**REQUIRED ACTION:** Among the entries below, take the line with "-- give x and y for each instance of the pile" and the line with "-- give x and y for each instance of the spoked", and output them and every line between them exactly, with nothing else.

**DATA FOR THE TASK:**

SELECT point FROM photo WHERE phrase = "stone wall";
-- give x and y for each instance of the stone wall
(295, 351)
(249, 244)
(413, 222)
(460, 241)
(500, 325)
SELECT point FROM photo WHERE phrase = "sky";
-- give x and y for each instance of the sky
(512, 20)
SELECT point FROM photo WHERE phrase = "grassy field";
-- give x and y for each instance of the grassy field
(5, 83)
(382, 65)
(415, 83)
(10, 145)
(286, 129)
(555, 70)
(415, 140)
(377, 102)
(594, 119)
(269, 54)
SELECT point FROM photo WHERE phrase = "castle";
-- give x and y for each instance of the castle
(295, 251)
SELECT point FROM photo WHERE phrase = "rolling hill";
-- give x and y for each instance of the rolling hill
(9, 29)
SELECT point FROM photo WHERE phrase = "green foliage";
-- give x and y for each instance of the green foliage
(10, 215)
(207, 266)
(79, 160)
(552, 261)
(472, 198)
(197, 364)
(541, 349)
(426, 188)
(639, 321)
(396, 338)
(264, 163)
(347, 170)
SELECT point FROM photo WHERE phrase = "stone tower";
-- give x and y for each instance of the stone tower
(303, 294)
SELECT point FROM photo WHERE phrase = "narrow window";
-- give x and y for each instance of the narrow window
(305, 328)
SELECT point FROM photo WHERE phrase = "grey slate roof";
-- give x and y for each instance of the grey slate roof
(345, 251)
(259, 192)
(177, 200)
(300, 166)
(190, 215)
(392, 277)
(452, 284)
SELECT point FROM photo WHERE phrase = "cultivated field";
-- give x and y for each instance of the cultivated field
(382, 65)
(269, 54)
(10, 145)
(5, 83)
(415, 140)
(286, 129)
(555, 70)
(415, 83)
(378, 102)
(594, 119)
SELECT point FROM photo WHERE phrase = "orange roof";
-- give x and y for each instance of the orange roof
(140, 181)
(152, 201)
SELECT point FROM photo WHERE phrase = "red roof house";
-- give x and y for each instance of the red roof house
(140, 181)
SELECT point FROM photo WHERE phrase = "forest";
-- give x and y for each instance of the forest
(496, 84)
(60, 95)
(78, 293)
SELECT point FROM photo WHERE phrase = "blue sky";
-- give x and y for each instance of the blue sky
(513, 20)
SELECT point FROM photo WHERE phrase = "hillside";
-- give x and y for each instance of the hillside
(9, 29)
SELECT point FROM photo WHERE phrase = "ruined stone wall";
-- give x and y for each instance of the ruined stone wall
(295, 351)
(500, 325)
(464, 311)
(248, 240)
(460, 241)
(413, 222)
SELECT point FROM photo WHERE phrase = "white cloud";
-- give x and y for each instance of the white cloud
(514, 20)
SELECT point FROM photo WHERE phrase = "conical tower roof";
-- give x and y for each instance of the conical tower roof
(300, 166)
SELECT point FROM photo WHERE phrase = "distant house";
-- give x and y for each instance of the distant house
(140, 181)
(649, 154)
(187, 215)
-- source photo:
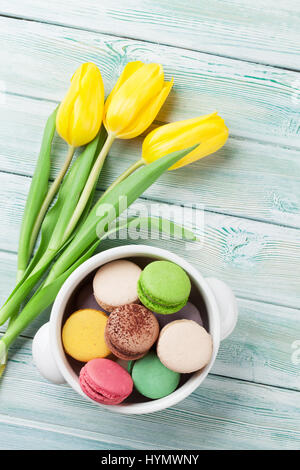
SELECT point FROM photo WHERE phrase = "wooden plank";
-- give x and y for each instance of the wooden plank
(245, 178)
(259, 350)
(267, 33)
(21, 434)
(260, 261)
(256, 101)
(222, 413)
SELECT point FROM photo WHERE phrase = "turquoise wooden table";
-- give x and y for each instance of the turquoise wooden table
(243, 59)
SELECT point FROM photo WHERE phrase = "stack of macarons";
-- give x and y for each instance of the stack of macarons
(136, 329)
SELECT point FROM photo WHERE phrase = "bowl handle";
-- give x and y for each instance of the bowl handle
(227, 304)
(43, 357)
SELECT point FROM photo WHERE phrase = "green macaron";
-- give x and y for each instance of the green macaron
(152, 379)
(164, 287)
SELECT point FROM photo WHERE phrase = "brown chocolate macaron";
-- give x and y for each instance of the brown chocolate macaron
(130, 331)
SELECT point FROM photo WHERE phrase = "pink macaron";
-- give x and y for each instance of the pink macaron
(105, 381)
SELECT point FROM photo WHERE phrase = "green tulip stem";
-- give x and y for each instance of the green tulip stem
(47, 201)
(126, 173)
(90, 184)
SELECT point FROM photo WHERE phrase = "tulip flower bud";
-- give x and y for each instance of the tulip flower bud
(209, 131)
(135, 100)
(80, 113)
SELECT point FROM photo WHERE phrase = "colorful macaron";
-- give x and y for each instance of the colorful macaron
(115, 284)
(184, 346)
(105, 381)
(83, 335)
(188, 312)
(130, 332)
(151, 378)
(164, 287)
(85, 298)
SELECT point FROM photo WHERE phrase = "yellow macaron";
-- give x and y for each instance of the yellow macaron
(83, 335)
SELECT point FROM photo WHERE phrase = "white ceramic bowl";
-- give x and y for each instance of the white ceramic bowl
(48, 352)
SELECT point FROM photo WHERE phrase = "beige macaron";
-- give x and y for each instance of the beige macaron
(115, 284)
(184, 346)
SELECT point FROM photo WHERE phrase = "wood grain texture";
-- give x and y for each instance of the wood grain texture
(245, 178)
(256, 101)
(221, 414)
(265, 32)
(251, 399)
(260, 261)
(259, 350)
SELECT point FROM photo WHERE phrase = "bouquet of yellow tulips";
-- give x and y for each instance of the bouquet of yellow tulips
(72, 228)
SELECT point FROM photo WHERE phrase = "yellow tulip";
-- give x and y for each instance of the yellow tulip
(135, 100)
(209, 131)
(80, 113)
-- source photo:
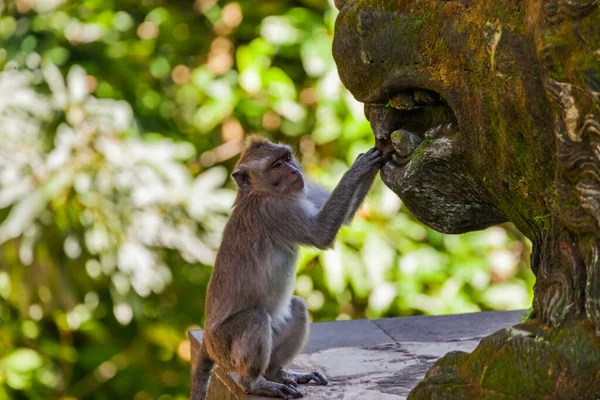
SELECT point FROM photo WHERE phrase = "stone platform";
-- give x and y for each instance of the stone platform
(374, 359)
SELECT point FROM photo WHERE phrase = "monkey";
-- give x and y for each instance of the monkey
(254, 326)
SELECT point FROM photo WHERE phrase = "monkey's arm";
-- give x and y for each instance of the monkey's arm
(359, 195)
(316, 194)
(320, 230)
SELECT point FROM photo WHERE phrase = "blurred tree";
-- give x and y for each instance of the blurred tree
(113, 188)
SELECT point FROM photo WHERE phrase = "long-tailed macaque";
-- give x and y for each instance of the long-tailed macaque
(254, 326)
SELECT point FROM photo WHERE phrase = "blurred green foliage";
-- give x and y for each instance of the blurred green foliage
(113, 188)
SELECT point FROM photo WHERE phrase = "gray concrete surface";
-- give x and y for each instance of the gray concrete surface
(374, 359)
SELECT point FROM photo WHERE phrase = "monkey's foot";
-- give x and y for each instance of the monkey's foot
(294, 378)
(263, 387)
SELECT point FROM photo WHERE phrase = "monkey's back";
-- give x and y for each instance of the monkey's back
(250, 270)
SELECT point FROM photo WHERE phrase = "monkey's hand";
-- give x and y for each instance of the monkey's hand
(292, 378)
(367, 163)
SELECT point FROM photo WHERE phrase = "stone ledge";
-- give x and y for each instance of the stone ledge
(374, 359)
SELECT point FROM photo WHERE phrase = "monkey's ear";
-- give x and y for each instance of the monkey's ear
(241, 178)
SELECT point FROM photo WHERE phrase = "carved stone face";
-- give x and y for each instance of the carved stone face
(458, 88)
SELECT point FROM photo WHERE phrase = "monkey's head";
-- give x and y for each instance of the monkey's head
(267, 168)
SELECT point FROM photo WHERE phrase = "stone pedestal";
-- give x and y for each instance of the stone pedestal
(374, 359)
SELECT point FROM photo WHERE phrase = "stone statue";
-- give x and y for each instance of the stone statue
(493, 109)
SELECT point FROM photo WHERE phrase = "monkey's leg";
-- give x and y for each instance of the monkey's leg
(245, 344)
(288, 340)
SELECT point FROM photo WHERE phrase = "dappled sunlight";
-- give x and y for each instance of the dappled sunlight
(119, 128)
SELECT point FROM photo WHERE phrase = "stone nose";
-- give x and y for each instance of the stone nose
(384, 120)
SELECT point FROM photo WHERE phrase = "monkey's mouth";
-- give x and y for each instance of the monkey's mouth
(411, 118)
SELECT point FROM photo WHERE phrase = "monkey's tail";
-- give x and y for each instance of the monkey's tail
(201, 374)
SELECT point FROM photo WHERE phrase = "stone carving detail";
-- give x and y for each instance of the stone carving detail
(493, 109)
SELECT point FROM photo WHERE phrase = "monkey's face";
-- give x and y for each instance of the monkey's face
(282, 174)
...
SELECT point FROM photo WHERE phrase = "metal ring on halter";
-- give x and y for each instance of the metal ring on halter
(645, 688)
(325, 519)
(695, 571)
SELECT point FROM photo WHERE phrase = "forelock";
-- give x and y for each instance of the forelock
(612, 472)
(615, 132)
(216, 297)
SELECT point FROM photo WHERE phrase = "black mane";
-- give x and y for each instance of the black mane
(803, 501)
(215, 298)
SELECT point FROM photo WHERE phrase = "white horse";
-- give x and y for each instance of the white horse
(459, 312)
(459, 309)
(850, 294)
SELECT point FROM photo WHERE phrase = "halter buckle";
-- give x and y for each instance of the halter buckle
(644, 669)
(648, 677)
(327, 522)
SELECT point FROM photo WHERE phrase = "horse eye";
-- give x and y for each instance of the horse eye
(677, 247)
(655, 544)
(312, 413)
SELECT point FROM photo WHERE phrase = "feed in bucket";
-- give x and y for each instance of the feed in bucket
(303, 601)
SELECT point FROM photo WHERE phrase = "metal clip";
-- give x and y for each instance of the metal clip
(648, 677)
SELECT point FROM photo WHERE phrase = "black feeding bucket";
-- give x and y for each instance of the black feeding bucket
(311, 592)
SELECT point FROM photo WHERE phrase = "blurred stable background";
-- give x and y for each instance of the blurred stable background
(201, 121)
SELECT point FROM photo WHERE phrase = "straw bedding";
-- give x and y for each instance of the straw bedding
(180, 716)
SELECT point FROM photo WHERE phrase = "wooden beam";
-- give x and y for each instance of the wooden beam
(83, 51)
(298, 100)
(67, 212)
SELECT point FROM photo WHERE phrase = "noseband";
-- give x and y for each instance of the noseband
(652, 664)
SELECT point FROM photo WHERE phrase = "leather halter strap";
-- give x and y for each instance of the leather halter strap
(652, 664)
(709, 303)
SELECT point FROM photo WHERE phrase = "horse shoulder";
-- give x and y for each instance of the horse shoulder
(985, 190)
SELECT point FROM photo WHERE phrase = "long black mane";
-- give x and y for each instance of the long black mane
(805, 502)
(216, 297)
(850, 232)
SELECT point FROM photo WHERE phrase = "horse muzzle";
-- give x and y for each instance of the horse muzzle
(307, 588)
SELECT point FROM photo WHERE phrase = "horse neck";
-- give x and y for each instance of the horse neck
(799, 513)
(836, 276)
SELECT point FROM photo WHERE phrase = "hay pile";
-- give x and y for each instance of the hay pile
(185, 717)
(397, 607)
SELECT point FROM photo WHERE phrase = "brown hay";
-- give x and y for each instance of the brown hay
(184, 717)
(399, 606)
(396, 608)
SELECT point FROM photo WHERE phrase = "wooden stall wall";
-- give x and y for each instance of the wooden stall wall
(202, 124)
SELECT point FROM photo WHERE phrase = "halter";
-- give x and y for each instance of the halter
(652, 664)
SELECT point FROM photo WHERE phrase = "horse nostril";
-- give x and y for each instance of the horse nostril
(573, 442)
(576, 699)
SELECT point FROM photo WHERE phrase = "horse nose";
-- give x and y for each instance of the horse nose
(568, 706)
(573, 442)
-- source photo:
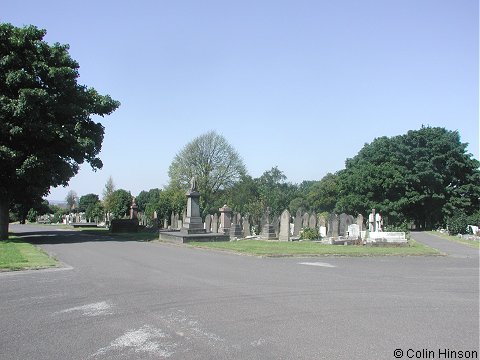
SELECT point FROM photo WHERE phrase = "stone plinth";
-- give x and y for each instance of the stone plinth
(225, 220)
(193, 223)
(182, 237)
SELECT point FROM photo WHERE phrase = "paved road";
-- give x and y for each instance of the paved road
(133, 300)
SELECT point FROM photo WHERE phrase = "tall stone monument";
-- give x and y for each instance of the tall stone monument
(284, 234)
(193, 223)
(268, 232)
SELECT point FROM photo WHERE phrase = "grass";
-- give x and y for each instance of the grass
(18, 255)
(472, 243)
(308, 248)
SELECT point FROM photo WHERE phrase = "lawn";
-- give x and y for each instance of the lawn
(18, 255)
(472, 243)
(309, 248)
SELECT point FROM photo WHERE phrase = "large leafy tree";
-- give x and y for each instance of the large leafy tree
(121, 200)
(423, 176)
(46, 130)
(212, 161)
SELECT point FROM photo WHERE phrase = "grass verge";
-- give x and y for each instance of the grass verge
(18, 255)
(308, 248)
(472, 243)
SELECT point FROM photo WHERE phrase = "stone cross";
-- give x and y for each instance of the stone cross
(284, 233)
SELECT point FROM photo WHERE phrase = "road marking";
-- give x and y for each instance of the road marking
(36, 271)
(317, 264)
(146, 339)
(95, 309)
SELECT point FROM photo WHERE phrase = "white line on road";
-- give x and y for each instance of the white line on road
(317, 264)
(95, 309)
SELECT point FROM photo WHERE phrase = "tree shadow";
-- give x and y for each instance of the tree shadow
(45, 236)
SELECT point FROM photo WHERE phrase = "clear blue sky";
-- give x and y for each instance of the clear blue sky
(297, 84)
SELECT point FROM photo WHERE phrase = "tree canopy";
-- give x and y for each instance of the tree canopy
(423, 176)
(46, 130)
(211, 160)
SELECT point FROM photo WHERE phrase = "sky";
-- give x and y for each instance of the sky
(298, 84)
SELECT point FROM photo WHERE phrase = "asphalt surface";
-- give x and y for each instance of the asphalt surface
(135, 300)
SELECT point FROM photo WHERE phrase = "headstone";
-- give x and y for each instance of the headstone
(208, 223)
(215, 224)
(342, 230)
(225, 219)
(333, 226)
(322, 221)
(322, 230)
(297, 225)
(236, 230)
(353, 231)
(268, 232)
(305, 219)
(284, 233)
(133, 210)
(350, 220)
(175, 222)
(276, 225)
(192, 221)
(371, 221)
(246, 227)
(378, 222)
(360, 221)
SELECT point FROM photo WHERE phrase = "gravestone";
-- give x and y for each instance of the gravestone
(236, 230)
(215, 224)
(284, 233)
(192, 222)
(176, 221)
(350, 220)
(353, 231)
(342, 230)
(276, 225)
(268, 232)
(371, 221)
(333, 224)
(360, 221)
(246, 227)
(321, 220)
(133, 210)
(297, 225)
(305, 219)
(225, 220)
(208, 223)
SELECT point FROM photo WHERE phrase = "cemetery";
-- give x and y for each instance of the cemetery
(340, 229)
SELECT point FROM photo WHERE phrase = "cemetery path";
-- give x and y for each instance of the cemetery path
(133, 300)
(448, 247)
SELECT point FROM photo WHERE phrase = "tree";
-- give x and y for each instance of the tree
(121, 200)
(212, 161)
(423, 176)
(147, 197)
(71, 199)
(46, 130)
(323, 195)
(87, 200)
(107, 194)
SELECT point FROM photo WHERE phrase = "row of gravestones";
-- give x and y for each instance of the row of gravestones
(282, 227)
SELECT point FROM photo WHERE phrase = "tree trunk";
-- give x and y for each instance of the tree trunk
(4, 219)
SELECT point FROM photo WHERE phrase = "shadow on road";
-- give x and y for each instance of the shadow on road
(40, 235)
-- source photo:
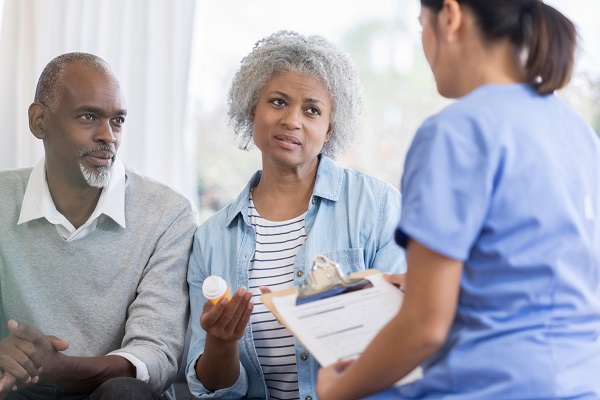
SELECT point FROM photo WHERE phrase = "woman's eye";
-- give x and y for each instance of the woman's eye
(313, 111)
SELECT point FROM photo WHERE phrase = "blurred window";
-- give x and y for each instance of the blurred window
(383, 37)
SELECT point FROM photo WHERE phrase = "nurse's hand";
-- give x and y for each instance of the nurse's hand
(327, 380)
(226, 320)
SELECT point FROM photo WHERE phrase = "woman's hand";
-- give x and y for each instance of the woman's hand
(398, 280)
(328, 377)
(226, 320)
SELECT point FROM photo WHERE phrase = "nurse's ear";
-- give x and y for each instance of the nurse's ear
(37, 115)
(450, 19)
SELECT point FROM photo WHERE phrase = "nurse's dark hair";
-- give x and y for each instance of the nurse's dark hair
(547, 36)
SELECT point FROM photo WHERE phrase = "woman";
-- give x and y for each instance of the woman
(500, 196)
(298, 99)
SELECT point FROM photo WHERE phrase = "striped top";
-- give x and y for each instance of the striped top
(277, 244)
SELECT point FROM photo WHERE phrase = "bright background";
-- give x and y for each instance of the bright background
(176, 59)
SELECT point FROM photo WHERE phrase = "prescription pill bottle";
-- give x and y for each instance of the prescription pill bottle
==
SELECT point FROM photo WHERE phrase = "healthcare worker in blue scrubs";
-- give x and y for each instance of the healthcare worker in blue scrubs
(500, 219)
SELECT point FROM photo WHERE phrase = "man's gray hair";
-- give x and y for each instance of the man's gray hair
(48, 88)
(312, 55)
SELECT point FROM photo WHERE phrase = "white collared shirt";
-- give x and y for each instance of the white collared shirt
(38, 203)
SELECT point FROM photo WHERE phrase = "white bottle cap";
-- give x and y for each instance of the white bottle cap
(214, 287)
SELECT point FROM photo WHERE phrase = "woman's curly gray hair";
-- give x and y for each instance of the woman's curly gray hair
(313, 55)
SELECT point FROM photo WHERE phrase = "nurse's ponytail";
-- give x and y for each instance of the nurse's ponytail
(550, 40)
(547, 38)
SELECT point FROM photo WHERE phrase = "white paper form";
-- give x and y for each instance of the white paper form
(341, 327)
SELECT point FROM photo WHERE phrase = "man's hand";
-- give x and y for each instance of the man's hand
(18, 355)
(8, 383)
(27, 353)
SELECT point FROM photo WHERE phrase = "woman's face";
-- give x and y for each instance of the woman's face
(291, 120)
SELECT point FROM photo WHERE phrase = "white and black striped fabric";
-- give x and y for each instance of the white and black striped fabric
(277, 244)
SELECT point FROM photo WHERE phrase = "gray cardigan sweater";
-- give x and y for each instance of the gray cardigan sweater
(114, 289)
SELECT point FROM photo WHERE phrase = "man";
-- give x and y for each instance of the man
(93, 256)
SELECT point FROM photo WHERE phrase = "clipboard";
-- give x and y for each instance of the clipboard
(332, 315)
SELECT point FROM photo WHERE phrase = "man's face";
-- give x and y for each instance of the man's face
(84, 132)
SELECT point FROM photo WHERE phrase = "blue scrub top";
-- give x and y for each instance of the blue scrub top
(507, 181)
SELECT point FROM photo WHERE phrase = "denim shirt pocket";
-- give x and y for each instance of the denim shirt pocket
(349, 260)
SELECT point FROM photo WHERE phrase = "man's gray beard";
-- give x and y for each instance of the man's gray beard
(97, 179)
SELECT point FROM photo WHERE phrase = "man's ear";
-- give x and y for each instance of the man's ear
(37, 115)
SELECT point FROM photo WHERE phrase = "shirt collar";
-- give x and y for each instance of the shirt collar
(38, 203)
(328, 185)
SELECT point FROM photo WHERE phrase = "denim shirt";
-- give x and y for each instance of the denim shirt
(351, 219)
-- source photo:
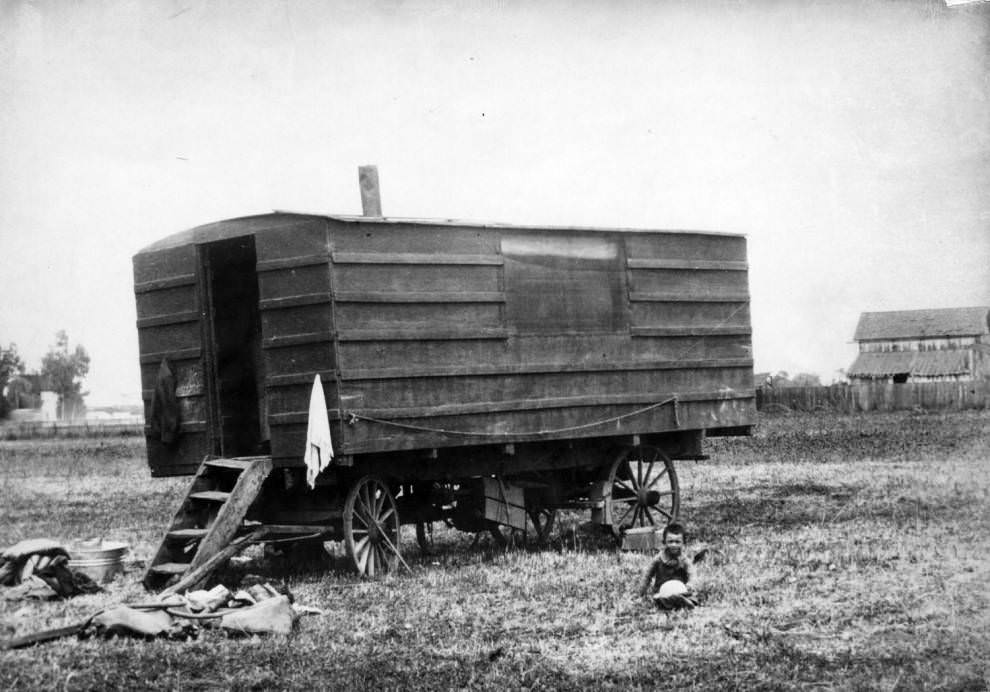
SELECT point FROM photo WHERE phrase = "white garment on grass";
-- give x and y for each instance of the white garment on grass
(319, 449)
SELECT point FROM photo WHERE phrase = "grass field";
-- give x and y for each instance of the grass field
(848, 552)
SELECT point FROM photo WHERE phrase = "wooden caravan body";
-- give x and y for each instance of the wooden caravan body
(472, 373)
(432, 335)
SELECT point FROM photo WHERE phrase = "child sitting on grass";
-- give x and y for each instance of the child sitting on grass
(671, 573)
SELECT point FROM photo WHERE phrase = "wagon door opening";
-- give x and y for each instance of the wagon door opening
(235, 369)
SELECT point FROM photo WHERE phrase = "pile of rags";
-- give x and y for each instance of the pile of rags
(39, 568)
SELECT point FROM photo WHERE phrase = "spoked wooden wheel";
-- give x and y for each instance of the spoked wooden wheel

**SOLUTION:**
-- give x and y for each instance of the pile of rags
(39, 568)
SELECT point FROM photo WHERE phrase = "spoked wooden wheel";
-- give x and y for each instance of the spoked wooden wheel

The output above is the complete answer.